SOURCE EXTRACT =>
** start **

So, in the name of economy to survive, must a lovely coastal area with endangered turtles and conches be turned into a version of Manhattan? Without FW (ourfiniteworld.com), I wouldn’t even have considered such a thing–despite the economic system steamrolling over my objections anyway. FW gives me a handle in why this it happening, why it might need to happen, and better ways to think about it.
Interesting observations! There is definitely more than one way to see situations.
This is why we now have such diverse political parties.
“Tax cuts are a way of getting to deficit spending and more government debt. ”
Tax cuts for the wealthy has been describes as unnecessary. The wealthy don’t have a particular hardship to be productive, it seems. So if you didn’t cut their taxes, but still wanted to create more definite spending, couldn’t some jobs program (equal to the amount saved by not cutting taxes) do just as well?
And if this were true, wouldn’t that also raise demand within the system?
“Norm/arbp,
What you say about living in cardboard boxes is fallacious. I never mentioned living in cardboard boxes. I mentioned building houses from cardboard boxes, often reconfigured. ”
Artleads:
If you had life experience with cardboard you’d realize a FEW things without necessarily trying them out.
(a) A lot of cardboard is needed to build a human habitat that can withstand temperate weather.
(b) Wet cardboard loses any strength that it has quickly.
(c) Wet cardboard poses a huge mold problem.

** end **

SET EXERCISE A => Reproduce the passage from the comment thread that starts at the words "And if this" and ends after the words "it has quickly.".

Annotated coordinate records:
** start **

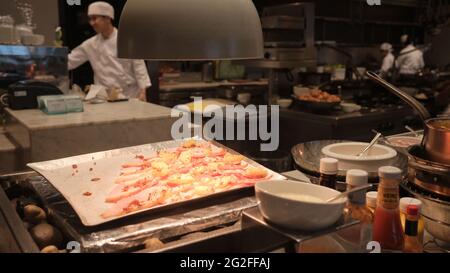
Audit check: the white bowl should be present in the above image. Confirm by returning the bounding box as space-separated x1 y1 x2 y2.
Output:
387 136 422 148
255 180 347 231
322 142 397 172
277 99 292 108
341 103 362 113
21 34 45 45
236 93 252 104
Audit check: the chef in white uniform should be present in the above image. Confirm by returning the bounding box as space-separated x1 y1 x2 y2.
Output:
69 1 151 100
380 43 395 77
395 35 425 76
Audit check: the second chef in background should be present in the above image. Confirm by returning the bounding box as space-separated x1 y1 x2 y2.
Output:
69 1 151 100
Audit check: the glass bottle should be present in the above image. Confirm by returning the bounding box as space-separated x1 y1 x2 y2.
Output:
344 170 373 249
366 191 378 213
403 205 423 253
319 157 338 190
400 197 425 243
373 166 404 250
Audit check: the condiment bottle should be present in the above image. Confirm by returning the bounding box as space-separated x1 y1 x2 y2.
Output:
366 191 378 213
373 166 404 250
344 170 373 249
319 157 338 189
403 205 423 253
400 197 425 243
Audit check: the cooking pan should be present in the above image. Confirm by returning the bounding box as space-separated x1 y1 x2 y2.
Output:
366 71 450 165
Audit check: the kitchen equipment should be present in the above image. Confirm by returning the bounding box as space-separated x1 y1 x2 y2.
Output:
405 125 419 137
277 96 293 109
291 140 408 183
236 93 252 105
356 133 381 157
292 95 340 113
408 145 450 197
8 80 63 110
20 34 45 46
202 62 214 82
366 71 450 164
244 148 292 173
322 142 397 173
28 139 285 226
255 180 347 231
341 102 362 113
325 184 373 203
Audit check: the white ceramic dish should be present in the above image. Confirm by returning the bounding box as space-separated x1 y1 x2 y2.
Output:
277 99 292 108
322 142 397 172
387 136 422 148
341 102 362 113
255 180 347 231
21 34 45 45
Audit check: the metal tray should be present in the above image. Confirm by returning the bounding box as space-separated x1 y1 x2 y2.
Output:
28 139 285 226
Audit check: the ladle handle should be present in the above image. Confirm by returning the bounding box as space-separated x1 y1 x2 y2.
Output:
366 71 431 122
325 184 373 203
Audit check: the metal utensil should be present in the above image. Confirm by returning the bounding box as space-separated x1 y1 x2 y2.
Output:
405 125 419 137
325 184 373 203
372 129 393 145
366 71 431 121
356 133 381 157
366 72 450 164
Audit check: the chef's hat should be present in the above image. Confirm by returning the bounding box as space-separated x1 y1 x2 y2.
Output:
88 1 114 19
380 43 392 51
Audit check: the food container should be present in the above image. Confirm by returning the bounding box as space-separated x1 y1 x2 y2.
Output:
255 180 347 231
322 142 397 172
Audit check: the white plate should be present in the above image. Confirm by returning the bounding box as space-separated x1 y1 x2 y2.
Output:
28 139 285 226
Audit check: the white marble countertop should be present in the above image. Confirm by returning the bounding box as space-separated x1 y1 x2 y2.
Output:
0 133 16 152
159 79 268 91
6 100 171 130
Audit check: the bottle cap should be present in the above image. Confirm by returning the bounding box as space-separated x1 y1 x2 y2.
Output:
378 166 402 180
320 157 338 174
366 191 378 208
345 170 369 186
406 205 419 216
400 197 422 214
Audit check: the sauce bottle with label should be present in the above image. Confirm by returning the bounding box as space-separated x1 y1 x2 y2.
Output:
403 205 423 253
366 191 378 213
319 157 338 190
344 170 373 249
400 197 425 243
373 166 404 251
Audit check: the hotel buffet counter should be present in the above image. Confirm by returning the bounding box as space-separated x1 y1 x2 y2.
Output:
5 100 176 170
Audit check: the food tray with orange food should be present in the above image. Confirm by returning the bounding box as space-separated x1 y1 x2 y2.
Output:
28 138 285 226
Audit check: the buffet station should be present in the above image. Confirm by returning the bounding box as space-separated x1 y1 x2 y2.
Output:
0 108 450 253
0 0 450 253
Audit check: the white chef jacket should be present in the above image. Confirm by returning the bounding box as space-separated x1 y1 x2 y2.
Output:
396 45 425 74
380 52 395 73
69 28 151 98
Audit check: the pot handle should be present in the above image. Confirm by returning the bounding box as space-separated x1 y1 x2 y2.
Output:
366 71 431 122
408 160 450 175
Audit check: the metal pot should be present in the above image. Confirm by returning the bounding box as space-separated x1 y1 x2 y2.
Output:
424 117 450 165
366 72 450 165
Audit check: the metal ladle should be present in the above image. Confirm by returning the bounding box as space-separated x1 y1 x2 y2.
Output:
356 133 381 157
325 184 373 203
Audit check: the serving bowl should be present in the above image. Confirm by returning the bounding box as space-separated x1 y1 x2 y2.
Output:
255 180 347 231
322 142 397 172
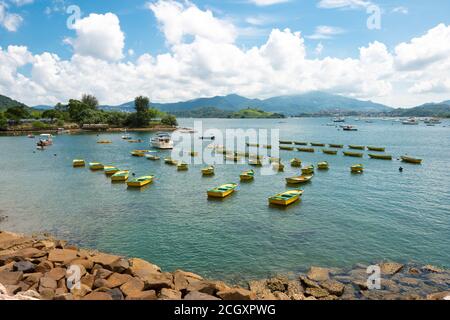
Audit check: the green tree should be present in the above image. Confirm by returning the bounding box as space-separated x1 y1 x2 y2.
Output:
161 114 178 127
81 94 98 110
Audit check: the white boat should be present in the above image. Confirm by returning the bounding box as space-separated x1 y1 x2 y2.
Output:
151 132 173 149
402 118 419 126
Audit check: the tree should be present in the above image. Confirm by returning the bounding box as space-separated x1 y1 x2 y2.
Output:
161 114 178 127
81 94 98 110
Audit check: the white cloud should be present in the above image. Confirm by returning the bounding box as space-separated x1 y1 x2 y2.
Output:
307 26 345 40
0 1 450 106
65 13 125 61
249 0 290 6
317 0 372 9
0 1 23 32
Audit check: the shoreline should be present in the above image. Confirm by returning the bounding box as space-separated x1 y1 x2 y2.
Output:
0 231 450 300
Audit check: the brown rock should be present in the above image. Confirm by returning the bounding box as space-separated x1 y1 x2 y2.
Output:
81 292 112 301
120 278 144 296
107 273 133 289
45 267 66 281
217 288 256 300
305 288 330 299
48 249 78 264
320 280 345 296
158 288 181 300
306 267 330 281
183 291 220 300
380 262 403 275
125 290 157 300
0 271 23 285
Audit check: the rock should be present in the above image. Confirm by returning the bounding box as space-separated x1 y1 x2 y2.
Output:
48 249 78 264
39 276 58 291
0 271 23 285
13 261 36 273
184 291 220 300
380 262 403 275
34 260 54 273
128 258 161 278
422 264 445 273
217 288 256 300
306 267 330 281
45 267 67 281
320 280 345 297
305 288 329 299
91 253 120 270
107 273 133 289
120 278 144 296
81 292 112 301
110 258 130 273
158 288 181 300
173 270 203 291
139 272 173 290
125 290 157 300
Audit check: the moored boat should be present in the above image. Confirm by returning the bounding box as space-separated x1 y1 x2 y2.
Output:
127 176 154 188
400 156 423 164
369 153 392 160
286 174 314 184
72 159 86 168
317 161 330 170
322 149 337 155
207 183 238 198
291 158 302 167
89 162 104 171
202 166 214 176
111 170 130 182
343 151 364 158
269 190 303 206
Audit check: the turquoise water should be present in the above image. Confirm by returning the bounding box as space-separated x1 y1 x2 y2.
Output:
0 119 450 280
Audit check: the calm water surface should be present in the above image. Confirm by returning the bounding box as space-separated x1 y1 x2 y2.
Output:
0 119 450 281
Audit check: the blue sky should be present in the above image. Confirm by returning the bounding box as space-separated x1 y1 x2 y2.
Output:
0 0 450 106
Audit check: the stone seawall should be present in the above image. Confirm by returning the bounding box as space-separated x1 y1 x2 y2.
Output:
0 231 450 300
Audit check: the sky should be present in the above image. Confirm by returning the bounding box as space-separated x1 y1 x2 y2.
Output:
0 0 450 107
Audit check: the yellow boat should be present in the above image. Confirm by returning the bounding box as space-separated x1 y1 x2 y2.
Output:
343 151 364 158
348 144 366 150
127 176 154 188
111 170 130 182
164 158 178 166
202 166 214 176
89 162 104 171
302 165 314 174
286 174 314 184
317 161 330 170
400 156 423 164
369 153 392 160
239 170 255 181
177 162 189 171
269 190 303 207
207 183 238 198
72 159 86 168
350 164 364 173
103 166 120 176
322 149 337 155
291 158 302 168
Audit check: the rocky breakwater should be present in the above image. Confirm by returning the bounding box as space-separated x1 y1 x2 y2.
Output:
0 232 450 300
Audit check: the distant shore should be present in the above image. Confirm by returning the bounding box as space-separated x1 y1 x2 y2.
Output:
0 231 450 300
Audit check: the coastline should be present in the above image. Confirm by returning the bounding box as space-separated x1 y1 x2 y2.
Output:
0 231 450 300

** end **

SET EXERCISE B => In the rows, rename "chef's hat" to "chef's cap" in the lines starting at the line that has "Audit check: the chef's" and ending after the line that has "380 43 392 51", leaving everything else unchanged. Return only those lines.

TASK OUTPUT A =>
And if this were true, wouldn’t that also raise demand within the system?
“Norm/arbp,
What you say about living in cardboard boxes is fallacious. I never mentioned living in cardboard boxes. I mentioned building houses from cardboard boxes, often reconfigured. ”
Artleads:
If you had life experience with cardboard you’d realize a FEW things without necessarily trying them out.
(a) A lot of cardboard is needed to build a human habitat that can withstand temperate weather.
(b) Wet cardboard loses any strength that it has quickly.

TASK OUTPUT B =>
Audit check: the chef's cap should be present in the above image. Confirm by returning the bounding box as space-separated x1 y1 x2 y2.
Output:
88 1 114 19
380 43 392 51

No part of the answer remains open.